▶ _TASK 1_: Condense the paragraph of the insurance bad-faith text that begins "The standard damages available" into a short list that keeps its main facts.
▶ _TASK 2_: Duplicate the part of the insurance bad-faith text starting with "In a case involving" and going on through "the insured’s claim.".

▶ _SELECTED TEXT_:
^^^^
In a case involving an insurer’s alleged breach of the implied duty of good faith and fair dealing, summary judgment for the insurer has been held proper even where a legitimate dispute existed between the parties as to the value of the insured’s claim.
To establish the tort of bad faith, the minimum level of culpability necessary for liability against an insurer to attach is more than simple negligence, but less than the reckless conduct necessary to sanction a punitive damage award against [the insurer].”
(“Insurers are free to make legitimate business decisions (and mistakes) regarding payment, as long as they act reasonably and deal fairly and in good faith with their insureds.”).
C. Damages
The standard damages available for a finding of bad faith on the part of the insurer are the insurance proceeds, emotional distress, excessive awards, punitive damages or a combination of them all. These damages are available because, according to the courts, the very risks insured against presuppose that if and when a claim is made, the insured will be disabled and in strait financial circumstances and, therefore, particularly vulnerable to oppressive tactics on the part of an economically powerful entity.
^^^^
▶ _Region pointing data_:
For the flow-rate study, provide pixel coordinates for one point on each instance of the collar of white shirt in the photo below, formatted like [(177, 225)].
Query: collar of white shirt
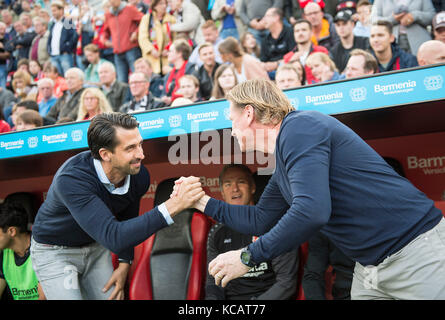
[(106, 182)]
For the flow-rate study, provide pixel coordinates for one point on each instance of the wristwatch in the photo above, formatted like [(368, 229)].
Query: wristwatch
[(125, 261), (246, 257)]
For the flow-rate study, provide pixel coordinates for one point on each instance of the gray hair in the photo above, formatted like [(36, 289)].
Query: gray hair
[(107, 64), (77, 71), (45, 80)]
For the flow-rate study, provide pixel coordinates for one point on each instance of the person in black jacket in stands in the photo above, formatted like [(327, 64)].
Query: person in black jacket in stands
[(271, 280)]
^^^^
▶ _WRITTEN SOLUTION 1_:
- Damages for an insurer's bad faith: insurance proceeds, emotional distress, excessive awards, punitive damages, or a combination of them all.
- Why the courts allow them: the risks insured against presuppose that when a claim is made, the insured will be disabled and in strait financial circumstances.
- That leaves the insured particularly vulnerable to oppressive tactics by an economically powerful entity.

▶ _WRITTEN SOLUTION 2_:
In a case involving an insurer’s alleged breach of the implied duty of good faith and fair dealing, summary judgment for the insurer has been held proper even where a legitimate dispute existed between the parties as to the value of the insured’s claim.